▶ **Görev Tanımı**
Ankara'da şehir tarımını anlatan aşağıdaki metne göre şu soruları yanıtlayın:
1. Hasatlar yaklaşık hangi tarihte başlamıştır?
2. Kaç derece ve altındaki sıcaklıklar bitkiler ve sebzeler için sıkıntı olarak belirtilir?
3. Şehrin ılımanlaştırıcı etkisi hangi unsurlara bağlanır?

▶ **Belge**
╭──
Soğuklar Üzmeye Meyleder

 

AnKARA’nın ortası, şehrin göbeğinde, Ankara için TURFANDA ÜRÜN örnek uygulamamız, şehir tarımı, kentsel tarım ve şehiriçi doğal ve organik tarımsal üretim uğraşlarımızda mücadeleye devam, mayıs-15 gibi başlayan hasatlarımızda, güzle gelen güzelliği de yaşayıp havanın iyiden iyiye soğuduğu bu sonbaharın sonlarını yaşadığımız İç Anadolu şartlarında şükrümüz ALLAH’adır. Çünkü Eylül-15’den sonra yüzünü çevirse kıştır buralarda artık, her ne kadar arada pastırma yazları yaşatsa da bozkırın yüzü bizlere artık kışa kaçar, her geçen gün…

 

GELEN SOĞUKLAR ÜZMEYE MEYLEDER

 

İç Anadolu şartlarında Eylül-15’den sonra yüzünü çevirse hemen kıştır, çünkü gece soğukları özellikle 3-5 dereceleri zorlar ki 3-4 derece ve daha altı bitkiler, sebzeler için sıkıntıdır. Bozkırın yüzünde, AnKARA’nın ortasında bir sabah bakarsınız herşey donmuş ve günün ortaya çıkıp ısıtmasıyla birlikte suya döner, sebzelerin kendisi değil bitkiler dahi suya keser ve pörsür giderler. O yüzden olsa gerek bugünlerde gözümüz termometrede ve meteorolojinin sıcaklık göstergesindedir. Ondandır ki çoğunun aksine Nisan başı veya biraz daha öncesi halimizle, TURFANDA ÜRÜN peşindeyizdir, erken ekimlerimizle.

 

Bu sene hamdolsun ALLAH’a ki biraz daha müsaade etti bizlere, baktı yüzümüze. Her ne kadar baharında geç gelmesi veya baharda geç ve uzun yağan nisan yağmuru, kırkikindilerin yarattığı hüznü halen içimizde yaşıyorsak ki turfanda ekim, dikimlerimiz ve zamanında uygun müdahalemiz sayesinde özellikle domates ve diğer ürünlerde, çoğu toprak ve kendi üretimi sevdalısının aksine, oldukça başarı sağladık ve verimler yerindeydi, hamdolsun.

 

Şehrin göbeğinde, AnKARA’nın ortasında tarımsal üretim ve şehir tarımı, kentsel tarım, şehir içi doğal ve organik üretim uğraşlarımızda; daha kırsal ve köy, dağlık alanlardaki hava ve iklim şartlarına oranla bir nebze de olsa şehrin, araç, insan ve binaların ılımanlaştırıcı etkisi sayesinde bir seviye daha iyi durumdayız. Ama ne olursa olsun, ne kadar ılımanda olsa, rüzgar kesici ve soğuk kırıcı etkilerde katkı sağlasa da artık kışa doğru gideriz, Bu tatlı sondan kaçış yoktur ve gelen soğuklar bizleri hasatlar anlamında üzmeye meyleder.
╰──
▶ **Sağlanan Veriler**
╭──
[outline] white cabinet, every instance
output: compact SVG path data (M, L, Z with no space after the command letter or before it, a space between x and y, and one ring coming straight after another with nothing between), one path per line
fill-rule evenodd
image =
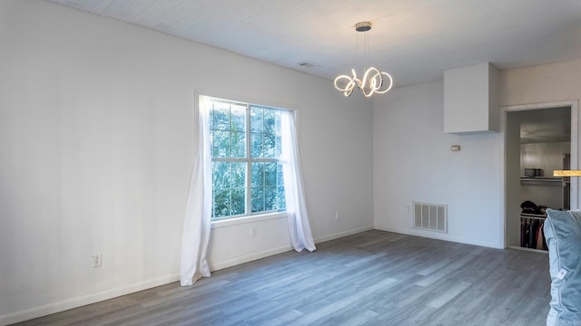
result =
M497 132L498 71L489 62L444 72L444 132Z

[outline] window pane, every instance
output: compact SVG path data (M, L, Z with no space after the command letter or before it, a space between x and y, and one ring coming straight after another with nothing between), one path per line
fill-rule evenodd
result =
M251 108L251 132L262 133L264 131L263 122L262 122L263 112L264 112L264 110L262 108L257 108L257 107Z
M281 111L210 98L204 103L212 107L212 218L285 209L281 164L252 161L281 157Z
M231 183L231 163L213 162L212 168L212 189L229 189Z
M275 116L276 110L264 110L264 133L274 135L275 132Z
M246 134L244 132L230 132L230 158L246 158Z
M230 108L223 103L214 104L213 129L219 130L228 130L230 128Z
M264 186L264 163L252 162L252 187Z
M279 186L284 185L284 176L282 175L282 164L276 164L276 184Z
M230 129L246 131L246 107L232 105L230 108Z
M281 210L286 209L287 208L287 201L286 198L284 197L284 187L282 186L279 186L277 187L276 189L276 203L277 203L277 207Z
M252 213L264 211L264 191L261 187L252 187Z
M232 206L231 215L246 213L244 211L244 206L246 206L245 188L234 188L231 190L231 195Z
M213 144L212 146L212 158L230 157L230 132L214 130L212 135Z
M246 163L235 162L231 163L231 187L243 188L246 185Z
M264 187L264 210L276 210L276 187Z
M252 133L251 135L251 157L253 158L262 158L263 147L262 134Z
M276 138L272 134L264 134L262 152L266 158L276 158Z
M214 189L213 217L230 216L230 189Z
M264 186L277 186L276 162L264 163Z

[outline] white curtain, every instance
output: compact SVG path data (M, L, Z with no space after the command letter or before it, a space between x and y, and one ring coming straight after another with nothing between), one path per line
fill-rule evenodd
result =
M206 260L212 219L212 158L210 154L210 110L199 101L197 135L194 141L195 160L192 171L190 193L183 223L180 283L192 285L201 277L210 276Z
M309 225L302 187L302 173L297 144L294 112L285 111L281 117L282 175L287 202L289 233L294 250L314 251L315 243Z

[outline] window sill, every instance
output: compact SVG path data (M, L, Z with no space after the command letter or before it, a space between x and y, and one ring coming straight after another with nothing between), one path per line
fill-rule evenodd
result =
M257 216L251 216L229 218L229 219L224 219L221 221L212 221L212 228L225 227L225 226L238 225L242 225L247 223L255 223L260 221L272 220L277 218L283 218L286 216L287 216L286 212L276 212L276 213L262 214L262 215L257 215Z

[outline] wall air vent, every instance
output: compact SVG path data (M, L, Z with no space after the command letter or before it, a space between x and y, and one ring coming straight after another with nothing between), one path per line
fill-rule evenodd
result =
M448 206L414 202L414 228L448 233Z

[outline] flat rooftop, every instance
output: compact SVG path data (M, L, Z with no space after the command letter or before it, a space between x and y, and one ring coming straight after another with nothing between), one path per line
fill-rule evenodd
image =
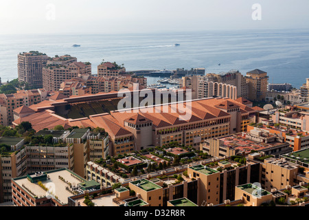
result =
M129 207L134 207L134 206L147 206L148 204L144 201L143 199L138 199L133 201L130 201L124 204L124 206L129 206Z
M117 162L124 164L126 166L130 166L139 164L142 164L143 162L134 157L130 156L122 159L118 159Z
M52 135L54 138L60 138L64 134L69 133L69 131L66 130L61 130L61 131L56 131L56 130L41 130L38 131L35 135L34 137L38 136L45 136Z
M196 165L194 166L191 166L190 168L192 168L192 170L194 170L196 172L199 172L199 173L205 174L205 175L211 175L213 173L219 173L219 171L218 171L218 170L213 170L206 166L203 166L201 164Z
M189 152L189 151L187 151L185 149L183 149L182 148L180 148L180 147L170 148L165 149L165 151L167 152L172 153L175 155L181 155L182 154Z
M246 137L243 137L242 133L234 134L229 136L219 138L222 142L221 146L240 150L242 151L250 152L251 150L262 151L268 148L274 147L283 144L279 142L273 142L271 143L262 143L255 142Z
M166 164L168 163L168 161L163 160L162 158L160 158L159 157L154 156L154 155L153 155L152 154L146 154L146 155L144 155L144 156L149 158L150 160L152 160L156 161L157 164L159 164L159 163L162 163L163 164L163 163L164 163L164 162L165 162Z
M126 187L119 187L115 189L115 190L118 191L119 192L126 192L128 191L128 189L127 189Z
M131 184L147 192L162 188L146 179L134 181L132 182Z
M23 138L7 138L0 137L0 144L6 144L8 146L14 146L21 142Z
M306 188L306 187L301 186L293 186L293 188L295 188L295 190L299 190L299 191L307 191L308 188Z
M169 201L168 202L174 206L198 206L196 204L193 203L187 198L174 199Z
M67 138L82 138L82 136L87 132L89 129L73 129Z
M82 183L78 184L79 186L81 186L81 188L84 190L89 189L89 188L100 188L100 186L101 186L100 184L95 182L95 180L89 180L87 181Z
M292 162L298 160L304 164L309 164L309 148L287 153L280 157L289 159Z
M104 196L95 197L91 199L93 203L95 204L95 206L117 206L116 204L113 201L113 199L116 198L115 194L104 195ZM79 202L81 206L87 206L83 203L84 200L84 197L75 199L76 202Z
M67 204L68 197L73 195L65 189L65 188L68 186L68 184L59 179L59 176L63 177L65 181L70 182L72 186L77 186L81 182L80 180L86 181L66 168L45 173L47 173L47 177L49 178L47 178L45 181L42 181L42 184L47 188L49 188L49 186L54 187L54 189L52 190L52 192L54 194L55 197L56 196L58 197L58 200L62 204ZM37 183L32 183L29 181L27 176L15 178L14 179L14 182L34 197L34 195L37 197L37 198L46 197L46 191L41 188ZM30 189L32 192L29 192L27 189Z
M246 192L254 195L256 197L260 197L271 194L271 192L263 190L262 188L252 184L247 184L236 187L244 190Z

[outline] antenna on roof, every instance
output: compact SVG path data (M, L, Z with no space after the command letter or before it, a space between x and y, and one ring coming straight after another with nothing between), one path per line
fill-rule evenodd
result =
M267 113L268 113L269 110L273 109L273 106L271 104L266 104L263 107L263 109L267 110Z

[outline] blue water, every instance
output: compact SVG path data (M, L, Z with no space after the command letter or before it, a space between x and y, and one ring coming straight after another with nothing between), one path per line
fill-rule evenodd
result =
M174 47L174 43L181 44ZM73 47L80 44L80 47ZM1 35L0 77L17 78L17 54L38 50L49 56L70 54L92 63L102 59L127 70L205 67L207 73L260 69L269 82L299 88L309 78L309 30L201 32L113 35ZM221 65L218 65L220 63ZM150 78L148 82L152 83Z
╰──
▶ **Alıştırma Çıktısı**
1. Mayıs 15 civarında.
2. 3-4 derece ve altı.
3. Araçlara, insanlara ve binalara.